Records from a point labeling set
• • • • •
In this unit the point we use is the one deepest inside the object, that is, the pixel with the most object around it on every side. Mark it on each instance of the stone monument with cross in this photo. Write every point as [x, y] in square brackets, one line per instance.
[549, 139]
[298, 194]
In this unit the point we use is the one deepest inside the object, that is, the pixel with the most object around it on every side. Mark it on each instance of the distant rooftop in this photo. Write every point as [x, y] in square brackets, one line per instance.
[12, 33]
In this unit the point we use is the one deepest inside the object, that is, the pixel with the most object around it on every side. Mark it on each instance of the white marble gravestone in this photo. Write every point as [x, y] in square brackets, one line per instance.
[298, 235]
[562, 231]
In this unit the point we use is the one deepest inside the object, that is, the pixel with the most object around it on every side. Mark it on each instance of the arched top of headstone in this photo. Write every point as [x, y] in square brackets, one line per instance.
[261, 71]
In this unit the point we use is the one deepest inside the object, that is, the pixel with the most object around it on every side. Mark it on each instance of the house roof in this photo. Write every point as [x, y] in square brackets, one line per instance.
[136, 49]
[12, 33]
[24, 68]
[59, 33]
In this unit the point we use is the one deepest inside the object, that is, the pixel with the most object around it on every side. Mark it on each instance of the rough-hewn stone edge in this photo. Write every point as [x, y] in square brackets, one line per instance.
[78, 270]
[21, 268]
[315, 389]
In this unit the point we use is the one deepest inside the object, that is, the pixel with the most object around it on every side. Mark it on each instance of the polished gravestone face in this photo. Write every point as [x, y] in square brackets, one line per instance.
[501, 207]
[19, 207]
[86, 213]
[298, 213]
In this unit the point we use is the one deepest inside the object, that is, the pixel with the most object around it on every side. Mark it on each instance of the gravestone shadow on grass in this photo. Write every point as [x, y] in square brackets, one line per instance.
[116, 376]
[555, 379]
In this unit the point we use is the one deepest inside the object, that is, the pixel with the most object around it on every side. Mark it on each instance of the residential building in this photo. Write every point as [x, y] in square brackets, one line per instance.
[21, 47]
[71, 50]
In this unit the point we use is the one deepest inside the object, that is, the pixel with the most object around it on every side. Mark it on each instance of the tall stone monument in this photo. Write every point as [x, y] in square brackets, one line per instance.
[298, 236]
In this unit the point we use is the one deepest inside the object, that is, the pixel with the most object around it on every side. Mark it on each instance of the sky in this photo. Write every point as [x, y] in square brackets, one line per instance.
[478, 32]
• • • • •
EXERCISE GOAL
Reproduce every line above without error.

COMPLETE OUTPUT
In this unit the point we use is the one deepest inside the object, that is, the pixel with the most object around it on every side. Mark it on each instance of the stone monument with cross in this photo. Write every point as [x, y] in square brackets, one line per instance.
[549, 139]
[298, 194]
In this unit the point we use is the one deepest inside the object, that is, the pixel with the most object around it on every side. Mark it on each instance of the distant rooftop in this photo. Write every point as [x, y] in square brackets, one line per instance.
[12, 33]
In this unit the point we use is the one deepest inside the object, that is, the pixel with the most object around it on every side. Mark it on each instance of the white marble gravestone in this photo. Write every point as [x, y] in square brackets, one line per instance.
[298, 235]
[562, 231]
In this unit the point we use is the one deepest inside the object, that is, the pixel with the most object around it on every side. Mark it on each instance of the arched top of headstone in this photo. Write every point as [x, y] in square brackets, one line per instance.
[261, 71]
In this unit the point we use is the one deepest inside the object, that is, the pixel with the most object around it on every side. Mark it on each instance of the house roof in this photo. Write every point as [x, y] in square brackets, one line per instance.
[136, 49]
[12, 33]
[24, 68]
[59, 33]
In this unit the point we use is the one deepest inside the object, that is, the pixel with the most object around it on every side. Mark it on each instance of the rough-hewn stone edge in this photo. Write every point as [x, y] in square brackets, one line per instance.
[78, 270]
[21, 268]
[315, 389]
In this unit the point we use is the one deepest inside the object, that is, the pixel with the most object around it on every side. Mark it on each instance of the polished gravestone face in this photo. Write every point as [x, y] in square brackets, one line per instance.
[501, 207]
[19, 207]
[86, 213]
[298, 213]
In this unit the point we use is the one deepest inside the object, that is, the pixel with the most object around it on every side. Mark it on each instance of the gravestone shadow on grass in this photo. Write every point as [x, y] in square brackets, one line per instance.
[116, 376]
[555, 379]
In this unit the point we use is the one deepest inside the object, that is, the pixel with the most object around it on every side. Mark it on each instance of the residential building in this photo. Write every point as [x, y] in square brackets, one line per instance.
[21, 47]
[71, 50]
In this unit the point we use is the one deepest inside the object, that is, the pixel with the most object around it on every side. Mark it on each instance of the tall stone monument in this photo. Write every point as [x, y] in square brackets, one line per instance.
[298, 236]
In this unit the point we use is the one deepest inside the object, that is, the pixel with the most object around it on every side. Mark it on each instance of the sky in this photo. Write every point as [x, y] in square brackets, one line per instance.
[478, 32]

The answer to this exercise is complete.